Data records:
◇ ◇ ◇ ◇

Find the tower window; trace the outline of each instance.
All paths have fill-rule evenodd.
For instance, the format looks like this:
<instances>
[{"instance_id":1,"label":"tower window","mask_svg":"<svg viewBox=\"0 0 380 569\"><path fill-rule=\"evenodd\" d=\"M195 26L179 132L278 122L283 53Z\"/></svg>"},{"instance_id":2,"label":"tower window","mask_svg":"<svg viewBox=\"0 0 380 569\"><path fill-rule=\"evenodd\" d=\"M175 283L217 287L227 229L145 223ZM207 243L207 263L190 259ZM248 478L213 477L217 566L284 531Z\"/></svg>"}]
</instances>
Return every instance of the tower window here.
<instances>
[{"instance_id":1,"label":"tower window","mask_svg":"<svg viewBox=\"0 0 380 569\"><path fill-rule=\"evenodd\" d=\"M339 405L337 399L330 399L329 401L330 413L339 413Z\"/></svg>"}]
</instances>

◇ ◇ ◇ ◇

> **Your instructions**:
Please write out all the records above, copying every line exactly.

> **Result of the exercise**:
Find the tower window; trace the outline of each instance.
All paths have fill-rule evenodd.
For instance, the format looks like this:
<instances>
[{"instance_id":1,"label":"tower window","mask_svg":"<svg viewBox=\"0 0 380 569\"><path fill-rule=\"evenodd\" d=\"M195 26L179 132L278 122L283 53Z\"/></svg>"},{"instance_id":2,"label":"tower window","mask_svg":"<svg viewBox=\"0 0 380 569\"><path fill-rule=\"evenodd\" d=\"M175 283L217 287L227 229L145 223ZM207 243L207 263L190 259ZM248 478L213 477L217 566L284 531Z\"/></svg>"}]
</instances>
Return every instance of the tower window here.
<instances>
[{"instance_id":1,"label":"tower window","mask_svg":"<svg viewBox=\"0 0 380 569\"><path fill-rule=\"evenodd\" d=\"M339 405L337 399L330 399L329 401L330 413L339 413Z\"/></svg>"}]
</instances>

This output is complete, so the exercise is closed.